PROBLEM 1 -
Reproduce the passage on self-care and addiction, beginning at the words "But continuing the" and ending after "not fix it.". Replace every instance of "self-care" with "self-nurturing".
PROBLEM 2 -
Summarize the passage on self-care and addiction in two sentences.
PROBLEM 3 -
According to the passage on self-care and addiction, what should you do if you find yourself trying to fix things?

PROVIDED TEXT -

== Segment start ==

Self Care is Important
Oddly, one of the hardest parts of adjusting to our new life was learning to love me. Anxiety and depression don’t generally hang around self-confidence and self-esteem. Going to the family program at Keith’s rehab facility, I was told over and over again that I needed to focus on myself. How could I do that when my boyfriend was in rehab and I was managing everything alone? That would be selfish of me to focus on myself at a time like this!
At least that’s what I thought. Looking back, taking care of myself was what gave Keith the peace of mind that I was doing okay. I went and got my hair done and my nails done. I spent time with friends and family I hadn’t seen in awhile.
But continuing the self-care when Keith came home is when it got hard. When Keith was away, I moped around because I was jealous of the time he was spending away. I’m still working on the self-care, but it’s important to know that you can’t take care of anyone else if you don’t take care of yourself.
You Can’t Fix Everything
Step One of Al-Anon says everything you need to know about your role in your addict’s addiction. You are not the cause, therefore you can not fix it.
“We admitted we were powerless over alcohol–that our lives had become unmanageable.”
I’m a fixer. I’m drawn to people and situations I can fix. But I can’t fix Keith. I can’t fix his alcoholism. It’s still taking me time to realize that. You have no control over what your addict or alcoholic does. If they relapse, that is on them, not you. That is not something you can fix. If you find yourself trying to fix things, detach. Detach with love.

== Segment end ==

LISTED ENTRIES -

== Segment start ==

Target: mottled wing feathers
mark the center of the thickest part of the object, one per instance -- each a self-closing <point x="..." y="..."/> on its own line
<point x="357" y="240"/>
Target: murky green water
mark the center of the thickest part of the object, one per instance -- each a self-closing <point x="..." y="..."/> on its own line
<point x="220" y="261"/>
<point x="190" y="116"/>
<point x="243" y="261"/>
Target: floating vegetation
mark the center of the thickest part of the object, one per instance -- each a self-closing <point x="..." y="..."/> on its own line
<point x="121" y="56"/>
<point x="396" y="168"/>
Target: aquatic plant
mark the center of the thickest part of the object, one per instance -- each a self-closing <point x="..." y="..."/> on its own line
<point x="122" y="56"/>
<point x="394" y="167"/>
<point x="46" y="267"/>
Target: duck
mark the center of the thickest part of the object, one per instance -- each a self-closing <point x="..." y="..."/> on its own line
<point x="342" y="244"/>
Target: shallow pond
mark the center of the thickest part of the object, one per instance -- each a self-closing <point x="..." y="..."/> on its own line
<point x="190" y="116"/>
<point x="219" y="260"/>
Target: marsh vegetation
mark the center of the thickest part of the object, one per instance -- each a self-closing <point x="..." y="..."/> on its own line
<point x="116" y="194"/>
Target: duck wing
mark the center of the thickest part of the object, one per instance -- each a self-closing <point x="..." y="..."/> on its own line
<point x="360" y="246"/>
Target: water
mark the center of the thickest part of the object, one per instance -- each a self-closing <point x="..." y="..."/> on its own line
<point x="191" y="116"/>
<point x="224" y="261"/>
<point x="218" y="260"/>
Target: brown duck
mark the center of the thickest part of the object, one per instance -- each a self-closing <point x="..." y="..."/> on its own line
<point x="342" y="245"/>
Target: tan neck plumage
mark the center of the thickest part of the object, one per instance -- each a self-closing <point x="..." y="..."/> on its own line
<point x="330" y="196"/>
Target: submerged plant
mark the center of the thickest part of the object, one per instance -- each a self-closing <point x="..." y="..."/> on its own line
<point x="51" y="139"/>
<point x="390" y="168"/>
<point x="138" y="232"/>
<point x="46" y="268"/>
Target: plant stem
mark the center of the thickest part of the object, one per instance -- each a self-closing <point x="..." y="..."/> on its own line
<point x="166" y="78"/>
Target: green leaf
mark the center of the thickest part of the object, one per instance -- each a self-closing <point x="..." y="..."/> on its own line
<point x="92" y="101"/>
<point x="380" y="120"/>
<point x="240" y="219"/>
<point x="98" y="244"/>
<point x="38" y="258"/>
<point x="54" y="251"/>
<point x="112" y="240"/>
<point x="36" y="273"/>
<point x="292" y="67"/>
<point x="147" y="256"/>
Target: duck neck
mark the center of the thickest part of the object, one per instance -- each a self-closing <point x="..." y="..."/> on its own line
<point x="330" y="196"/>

== Segment end ==

ANSWER AREA 1 -
But continuing the self-nurturing when Keith came home is when it got hard. When Keith was away, I moped around because I was jealous of the time he was spending away. I’m still working on the self-nurturing, but it’s important to know that you can’t take care of anyone else if you don’t take care of yourself.
You Can’t Fix Everything
Step One of Al-Anon says everything you need to know about your role in your addict’s addiction. You are not the cause, therefore you can not fix it.

ANSWER AREA 2 -
The writer struggled to practice self-care while Keith was in rehab, but doing so gave him peace of mind, and continuing it after his return has proved harder. Citing Step One of Al-Anon, the writer accepts that an addict's drinking cannot be fixed and advises detaching with love.

ANSWER AREA 3 -
Detach, and do so with love.